Work request: Only one stretch of the records below should be repeated. It starts with the line containing "258L473 248L463 249L467" and goes on through the line containing "positive clicks: (108, 78) (104, 86)", exactly as written.

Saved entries
——————

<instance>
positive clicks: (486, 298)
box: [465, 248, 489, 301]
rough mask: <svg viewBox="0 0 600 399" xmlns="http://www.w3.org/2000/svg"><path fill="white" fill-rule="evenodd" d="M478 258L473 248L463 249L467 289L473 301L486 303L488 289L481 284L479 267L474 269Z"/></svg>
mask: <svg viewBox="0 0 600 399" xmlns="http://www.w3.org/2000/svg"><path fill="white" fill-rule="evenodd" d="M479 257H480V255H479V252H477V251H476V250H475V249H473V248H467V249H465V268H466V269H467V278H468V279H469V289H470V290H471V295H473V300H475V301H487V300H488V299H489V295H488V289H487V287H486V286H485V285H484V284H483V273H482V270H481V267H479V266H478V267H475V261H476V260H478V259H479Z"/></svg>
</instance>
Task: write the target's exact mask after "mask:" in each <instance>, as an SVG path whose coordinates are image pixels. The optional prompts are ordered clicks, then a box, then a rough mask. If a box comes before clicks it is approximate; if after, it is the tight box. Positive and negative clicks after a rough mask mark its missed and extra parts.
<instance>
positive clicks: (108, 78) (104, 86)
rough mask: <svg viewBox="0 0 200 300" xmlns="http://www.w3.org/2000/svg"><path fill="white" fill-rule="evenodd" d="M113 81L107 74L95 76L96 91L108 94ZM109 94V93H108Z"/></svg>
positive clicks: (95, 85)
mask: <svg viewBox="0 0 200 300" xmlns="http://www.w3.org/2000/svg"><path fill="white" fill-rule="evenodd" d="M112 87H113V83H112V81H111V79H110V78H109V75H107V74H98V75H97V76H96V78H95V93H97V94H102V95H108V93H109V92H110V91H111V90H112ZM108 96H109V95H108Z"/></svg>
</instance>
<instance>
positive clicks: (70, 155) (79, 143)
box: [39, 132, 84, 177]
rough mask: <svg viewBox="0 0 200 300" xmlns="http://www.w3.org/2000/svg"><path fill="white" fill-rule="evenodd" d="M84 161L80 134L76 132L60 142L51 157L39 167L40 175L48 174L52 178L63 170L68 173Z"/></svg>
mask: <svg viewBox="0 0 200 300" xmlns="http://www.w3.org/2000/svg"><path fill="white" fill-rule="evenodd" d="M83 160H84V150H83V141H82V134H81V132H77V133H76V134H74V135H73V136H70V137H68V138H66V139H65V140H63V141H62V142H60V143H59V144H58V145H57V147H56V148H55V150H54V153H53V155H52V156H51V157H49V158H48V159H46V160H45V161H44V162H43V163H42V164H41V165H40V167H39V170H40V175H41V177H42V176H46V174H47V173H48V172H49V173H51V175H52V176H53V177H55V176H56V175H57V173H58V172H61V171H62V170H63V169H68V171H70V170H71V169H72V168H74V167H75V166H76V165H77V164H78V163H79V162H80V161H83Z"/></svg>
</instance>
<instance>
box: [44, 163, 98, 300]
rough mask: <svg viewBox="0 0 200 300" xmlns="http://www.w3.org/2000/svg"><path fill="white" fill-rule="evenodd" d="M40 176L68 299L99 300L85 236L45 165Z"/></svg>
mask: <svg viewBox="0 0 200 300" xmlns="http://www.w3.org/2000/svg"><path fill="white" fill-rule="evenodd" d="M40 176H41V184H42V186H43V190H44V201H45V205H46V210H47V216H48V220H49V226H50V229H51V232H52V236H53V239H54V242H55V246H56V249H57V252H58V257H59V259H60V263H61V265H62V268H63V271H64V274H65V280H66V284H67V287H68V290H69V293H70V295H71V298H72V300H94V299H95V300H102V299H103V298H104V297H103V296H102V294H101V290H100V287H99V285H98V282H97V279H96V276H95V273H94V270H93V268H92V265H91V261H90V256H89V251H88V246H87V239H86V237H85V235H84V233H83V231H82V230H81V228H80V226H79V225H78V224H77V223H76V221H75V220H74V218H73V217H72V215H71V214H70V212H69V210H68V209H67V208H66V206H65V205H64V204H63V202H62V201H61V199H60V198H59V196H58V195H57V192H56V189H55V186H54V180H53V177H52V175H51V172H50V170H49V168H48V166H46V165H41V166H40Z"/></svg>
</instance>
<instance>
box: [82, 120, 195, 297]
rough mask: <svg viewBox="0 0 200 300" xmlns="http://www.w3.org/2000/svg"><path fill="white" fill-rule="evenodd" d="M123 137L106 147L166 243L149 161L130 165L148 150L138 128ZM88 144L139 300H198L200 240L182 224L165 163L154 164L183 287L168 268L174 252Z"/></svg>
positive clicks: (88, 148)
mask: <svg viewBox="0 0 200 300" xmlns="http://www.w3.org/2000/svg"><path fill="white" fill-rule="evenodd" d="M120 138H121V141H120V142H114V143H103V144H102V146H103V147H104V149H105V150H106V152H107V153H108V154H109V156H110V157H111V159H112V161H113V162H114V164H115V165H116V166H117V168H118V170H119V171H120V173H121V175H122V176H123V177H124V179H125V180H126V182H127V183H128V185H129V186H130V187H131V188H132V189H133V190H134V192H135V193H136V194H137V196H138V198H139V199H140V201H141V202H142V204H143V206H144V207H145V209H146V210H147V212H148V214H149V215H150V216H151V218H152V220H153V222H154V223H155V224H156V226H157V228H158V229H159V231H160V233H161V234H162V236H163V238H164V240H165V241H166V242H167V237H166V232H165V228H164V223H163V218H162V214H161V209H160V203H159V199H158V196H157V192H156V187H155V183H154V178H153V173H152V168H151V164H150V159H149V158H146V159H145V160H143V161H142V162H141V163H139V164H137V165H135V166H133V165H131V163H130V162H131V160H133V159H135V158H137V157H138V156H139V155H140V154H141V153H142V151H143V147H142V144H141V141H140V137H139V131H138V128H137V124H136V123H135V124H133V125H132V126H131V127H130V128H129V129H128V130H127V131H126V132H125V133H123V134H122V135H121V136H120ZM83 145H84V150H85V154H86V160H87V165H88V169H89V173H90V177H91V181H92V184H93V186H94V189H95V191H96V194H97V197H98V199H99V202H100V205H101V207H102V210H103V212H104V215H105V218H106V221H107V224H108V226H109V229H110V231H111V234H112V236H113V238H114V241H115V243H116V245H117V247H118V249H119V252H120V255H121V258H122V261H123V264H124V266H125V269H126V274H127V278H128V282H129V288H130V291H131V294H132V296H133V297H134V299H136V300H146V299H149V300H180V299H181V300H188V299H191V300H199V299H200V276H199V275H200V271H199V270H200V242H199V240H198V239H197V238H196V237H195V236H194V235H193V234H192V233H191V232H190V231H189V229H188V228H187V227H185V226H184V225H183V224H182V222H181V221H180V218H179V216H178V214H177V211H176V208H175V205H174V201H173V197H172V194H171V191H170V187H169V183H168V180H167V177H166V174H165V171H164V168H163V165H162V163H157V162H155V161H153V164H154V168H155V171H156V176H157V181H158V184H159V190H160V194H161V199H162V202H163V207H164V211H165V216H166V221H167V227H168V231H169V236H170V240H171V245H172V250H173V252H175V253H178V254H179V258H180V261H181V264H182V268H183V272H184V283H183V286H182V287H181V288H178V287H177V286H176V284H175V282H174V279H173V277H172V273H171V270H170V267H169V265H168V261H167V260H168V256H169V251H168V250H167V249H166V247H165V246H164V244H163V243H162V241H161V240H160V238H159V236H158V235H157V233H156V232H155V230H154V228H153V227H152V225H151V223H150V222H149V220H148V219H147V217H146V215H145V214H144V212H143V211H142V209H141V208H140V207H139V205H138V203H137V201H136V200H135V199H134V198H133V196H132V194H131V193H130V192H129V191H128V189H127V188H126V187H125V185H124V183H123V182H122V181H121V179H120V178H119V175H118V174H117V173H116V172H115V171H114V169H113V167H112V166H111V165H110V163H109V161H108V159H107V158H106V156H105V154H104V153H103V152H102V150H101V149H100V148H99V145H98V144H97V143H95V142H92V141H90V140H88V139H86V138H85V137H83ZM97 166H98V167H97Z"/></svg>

——————

Answer space:
rough mask: <svg viewBox="0 0 600 399" xmlns="http://www.w3.org/2000/svg"><path fill="white" fill-rule="evenodd" d="M478 258L473 248L463 249L467 289L473 301L486 303L488 289L481 284L479 267L474 269Z"/></svg>
mask: <svg viewBox="0 0 600 399" xmlns="http://www.w3.org/2000/svg"><path fill="white" fill-rule="evenodd" d="M479 257H480V255H479V252H477V251H476V250H475V249H473V248H467V249H465V268H466V269H467V278H468V279H469V289H470V290H471V295H473V300H475V301H487V300H488V299H489V295H488V289H487V287H486V286H485V285H484V284H483V273H482V270H481V267H479V266H478V267H475V261H476V260H478V259H479Z"/></svg>
</instance>
Task: write the target's exact mask after "mask:" in each <instance>, as an SVG path whose coordinates are image pixels. The optional prompts are ordered clicks, then a box, then a rough mask. If a box comes before clicks it is approximate; if after, it is the tight box. Positive and negative clicks after a rough mask mark its missed and extra parts.
<instance>
positive clicks: (108, 78) (104, 86)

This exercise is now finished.